------ TEXT PROVIDED ------

The Ozark National Forest covers 1.2 million acres in northwestern Arkansas. Of that, 18,000 were put into a management agreement with the NWTF and a host of other agencies for the purpose of improving elk habitat and, by extension, habitat for many other game and non-game species.
“Into what had been all canopied timber forest we’ve created 55 openings that range in size from seven to 50 acres,” Everitts said. “In these, we’ve planted both warm and cool season forages for elk, and it’s created edge effect habitat that’s been tremendously beneficial to bear, deer, quail, turkeys, song birds and other species.”
The United States Forest Service has allowed the sale of timber from the creation of these openings to offset the program’s costs.
“Additionally,” Everitts said, “since it’s public land, it’s created opportunities for hunters as well.”
That’s what brought Karel and others to Bearcat Hollow earlier this week.

------ DATASET EXCERPT ------

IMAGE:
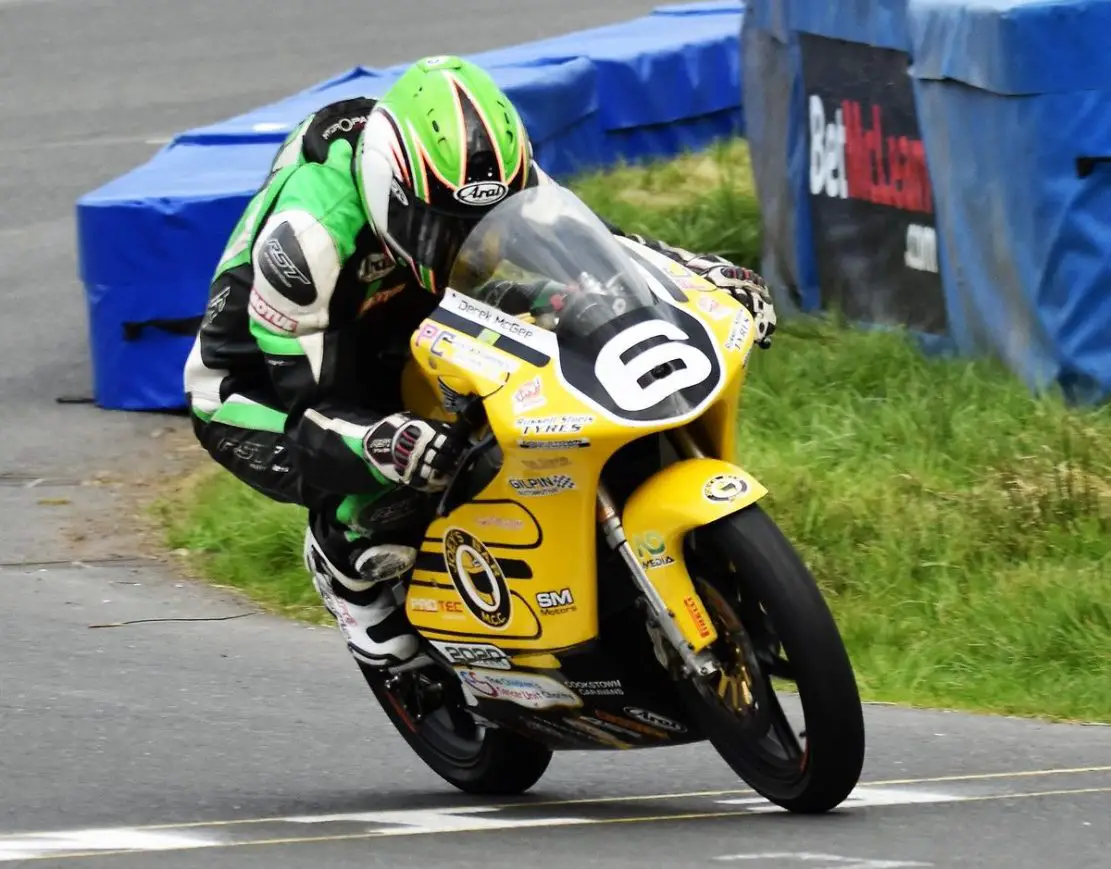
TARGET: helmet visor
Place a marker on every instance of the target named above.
(429, 236)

------

REQUIRED ACTIONS:
1. Copy the elk habitat passage between "The Ozark National" and "the program’s costs.", inclusive.
2. Carry on the passage about elk habitat in the Ozark National Forest from where it stops.

EXERCISE ANSWERS:
1.
The Ozark National Forest covers 1.2 million acres in northwestern Arkansas. Of that, 18,000 were put into a management agreement with the NWTF and a host of other agencies for the purpose of improving elk habitat and, by extension, habitat for many other game and non-game species.
“Into what had been all canopied timber forest we’ve created 55 openings that range in size from seven to 50 acres,” Everitts said. “In these, we’ve planted both warm and cool season forages for elk, and it’s created edge effect habitat that’s been tremendously beneficial to bear, deer, quail, turkeys, song birds and other species.”
The United States Forest Service has allowed the sale of timber from the creation of these openings to offset the program’s costs.

2.
“Bearcat Hollow is a great place, and the habitat quality improvements made for elk have made all hunting better,” Karel said. “It’s made for a great place to introduce new hunters to hunting, and it’s made for a great resource to introduce new hunters to. The future of hunting in Arkansas, and throughout America, depends on involvement from the everyday citizen.
“All the programs by the NWTF and other conservation organizations can’t reverse the trend but, with 240,000 licensed hunters in our state, if just one percent of those mentored a new hunter every year, we’d not only halt the trend, we’d send it in the other direction.
“If you’re an experience hunter and the passenger seat of your vehicle is empty when you’re on your way to go hunt, you’re doing something wrong.”